# Text segment
* * *

Wednesday 7 November 2012

Leigh Dayton Science Journalist

This piece, about the treatment of science writer Leigh Dayton on the national broadsheet The Australian, was originally written as part of Terror in Australia: Worker's Paradise Lost.
It did not fit into the final shape of the book, and so is reproduced separately here:


If there was one incident that illustrated the appalling editorship of The Australian's Editor-in-Chief Chris Mitchell more than any other, as if Elisabeth Wynhausen hadn’t been enough, it was his treatment of Australia’s most respected science journalist Leigh Dayton.
The falling out issue was climate change.
Alex, rather unfashionably, tended to fall in the climate sceptic camp.
He had read a couple of climate sceptic books; and they seemed perfectly plausible to him. It was obvious enough that some of the most intelligent people on Earth, academics that had spent their entire lives studying esoteric things like sea level rises or falls, doubted the “science” of climate change.

* * *

# Extracted material
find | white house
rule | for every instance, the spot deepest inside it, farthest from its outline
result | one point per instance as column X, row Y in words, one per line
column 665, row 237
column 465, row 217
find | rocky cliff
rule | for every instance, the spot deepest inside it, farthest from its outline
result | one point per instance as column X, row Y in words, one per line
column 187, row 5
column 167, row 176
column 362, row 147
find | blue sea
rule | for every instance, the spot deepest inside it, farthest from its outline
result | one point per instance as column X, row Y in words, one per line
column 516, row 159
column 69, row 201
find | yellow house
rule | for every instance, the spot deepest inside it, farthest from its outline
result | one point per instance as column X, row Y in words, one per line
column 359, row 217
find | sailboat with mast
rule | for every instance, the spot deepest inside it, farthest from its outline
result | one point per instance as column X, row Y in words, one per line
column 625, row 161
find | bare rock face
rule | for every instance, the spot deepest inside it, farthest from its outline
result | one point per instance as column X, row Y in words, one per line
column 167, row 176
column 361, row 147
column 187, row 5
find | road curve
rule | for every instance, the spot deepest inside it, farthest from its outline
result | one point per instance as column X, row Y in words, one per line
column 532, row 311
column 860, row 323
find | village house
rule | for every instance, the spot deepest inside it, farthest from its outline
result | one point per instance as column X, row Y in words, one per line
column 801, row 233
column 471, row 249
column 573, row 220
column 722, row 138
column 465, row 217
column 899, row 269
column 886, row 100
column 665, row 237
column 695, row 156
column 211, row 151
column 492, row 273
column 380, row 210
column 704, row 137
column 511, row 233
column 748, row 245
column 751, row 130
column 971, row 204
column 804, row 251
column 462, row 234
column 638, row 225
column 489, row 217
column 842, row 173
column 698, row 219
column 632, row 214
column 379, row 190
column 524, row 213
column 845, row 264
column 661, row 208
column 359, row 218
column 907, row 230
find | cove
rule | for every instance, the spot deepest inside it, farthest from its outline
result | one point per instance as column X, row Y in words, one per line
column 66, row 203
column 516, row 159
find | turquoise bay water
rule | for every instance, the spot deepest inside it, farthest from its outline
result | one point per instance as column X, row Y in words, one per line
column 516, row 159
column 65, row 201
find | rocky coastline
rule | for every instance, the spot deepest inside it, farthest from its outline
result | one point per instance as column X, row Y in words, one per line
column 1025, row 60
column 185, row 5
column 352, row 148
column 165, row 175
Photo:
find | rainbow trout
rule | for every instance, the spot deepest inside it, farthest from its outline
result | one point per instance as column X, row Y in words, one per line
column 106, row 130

* * *

# Exercise aim
In the piece about Leigh Dayton, copy out the passage that starts with "Leigh Dayton Science" and ends with "was climate change.", swapping "climate change" for "global warming".

# Result below
Leigh Dayton Science Journalist

This piece, about the treatment of science writer Leigh Dayton on the national broadsheet The Australian, was originally written as part of Terror in Australia: Worker's Paradise Lost.
It did not fit into the final shape of the book, and so is reproduced separately here:


If there was one incident that illustrated the appalling editorship of The Australian's Editor-in-Chief Chris Mitchell more than any other, as if Elisabeth Wynhausen hadn’t been enough, it was his treatment of Australia’s most respected science journalist Leigh Dayton.
The falling out issue was global warming.